• **EXTRACT PROVIDED**:
»»

The Future of British Fiction

future

Last week saw the issue of the very wonderful Review of Contemporary Fiction’s The Future of British Fiction, edited by Jennifer Hodgson and Patricia Waugh. It is dated Fall 2012 but actually appeared on 23 April. This is, of course, St George’s Day, St George being the patron saint of the English (but definitely not of the Scottish, Welsh and Northern Irish). It was also World Book and Copyright Day. (No, nor did I.) It is also the day that traditionally saw the death of two famous writers, Miguel de Cervantes and William Shakespeare, though, in fact, neither actually died on that day. Shakespeare did die on 23 April but 23 April according to the Julian calendar not according to the Gregorian calendar, which we now use, according to which he died 3 May. Cervantes died on 22 April and was buried 23 April. (As I am indulging in trivia, I can only think of one other example when two famous people died on a day which had some significance other than their death – 4 July 1826 saw the death of both Thomas Jefferson and John Adams, the second and third US presidents, both dying on the 50th anniversary of the (non-)signing of the US Declaration of Independence (which was actually signed by most (but not all) signatories on 2 August of that year. All of this trivia has nothing whatsoever to do with Shakespeare, Cervantes or the future of British fiction.)

Jane Austen - have we not advanced since her?
Jane Austen – have we not advanced since her?

Though the issue is called The Future of British Fiction, it seems to be more about a) the past; b) current non-mainstream fiction and c) English, Scottish (and, to a much lesser degree) post-colonial fiction, with the Welsh and Northern Irish barely getting a look in. Not a great deal about the future. The number starts off with an introduction by the two editors, where they tell us straightaway that this issue is not about the future of British fiction but about British contemporary fiction (sic – I would have said contemporary British fiction but maybe that’s just me). They go on to point out that innovative writing has not been seen either side of the Atlantic over the past forty years, with only a few exceptions (they name Kazuo Ishiguro and Alasdair Gray as examples). They may well be right, though I think it is not quite as simple as that. J G Ballard famously said, in 1971, Something like 5000 novels are published every year and the great majority show no advance in vocabulary, technique, style on Jane Austen’s Pride and Prejudice. The great majority do not but some do. However, this raises a question I shall discuss below in relation to Stewart Home, namely so what if there has been no innovation in vocabulary, technique and style since Jane Austen?

««

• **DATA SECTION**:
»»

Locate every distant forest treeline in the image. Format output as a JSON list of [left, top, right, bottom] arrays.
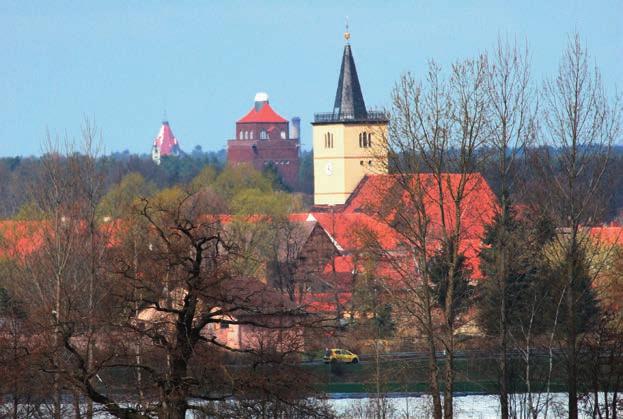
[[0, 146, 313, 218], [0, 146, 623, 223]]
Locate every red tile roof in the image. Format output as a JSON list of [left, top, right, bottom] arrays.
[[589, 226, 623, 246], [344, 173, 497, 238], [238, 103, 288, 124]]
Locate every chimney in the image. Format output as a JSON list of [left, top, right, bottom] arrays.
[[290, 116, 301, 140], [255, 92, 268, 112]]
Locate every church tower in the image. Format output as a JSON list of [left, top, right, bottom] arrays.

««

• **LIST OF TASKS**:
A: Using the post on The Future of British Fiction, decide whether each statement below agrees with it: (i) The issue is dated Fall 2012 but came out on 23 April. (ii) Cervantes died on 23 April. (iii) The editors name Kazuo Ishiguro and Alasdair Gray as exceptions to the lack of innovative writing. For each, answer yes or no and quote the words that decide it.
B: Pick up the post on The Future of British Fiction after its final sentence and write the next paragraph.

• **ANSWERS TO THE TASKS**:
A:
(i) Yes: "It is dated Fall 2012 but actually appeared on 23 April."
(ii) No: "Cervantes died on 22 April and was buried 23 April."
(iii) Yes: "(they name Kazuo Ishiguro and Alasdair Gray as examples)"

B:
Michael Gove, Secretary of Education - not a modernist
Michael Gove, Secretary of Education – not a modernist

Waugh and Hodgson go on to cite a British writer currently feted in academic Europhile circles (Tim Pears? Adam Thorpe? completely fictitious in order to make a point, as a former Times journalist and current Mayor of London did with a quote?) who declined their invitation to write about the new fiction in Britain (new? contemporary? future? WTF is it?). He said I didn’t know there was any. That has to be very stupid remark. Authors notoriously often do not read other current fiction but to say there is none (see Granta’s Best Young British Novelists, announced last week) is about as realistic as George Osborne’s economic policies. Note Waugh and Hodgson said new, not innovative where our academically feted author may have a point. They go on to say that postmodernism is no longer fashionable (quite true, though, for most readers, they don’t care whether a novel is pomo or not, they just want to enjoy it) and has been replaced by other -isms, often ending in realism, such as hysterical realism, dirty realism, etc. (again, this is academic talk, not the general reader.) Where they do have a very strong point is showing that, with the current government, we are heading back into the past, including in literature, when there are interesting modern authors in the UK. They go on to point out that many innovative authors in the UK are eschewing Englishness or Britishness but looking to Europe or the US for influence and writing not about Jane Austen’s provinces or the centre of London but the urban fringes.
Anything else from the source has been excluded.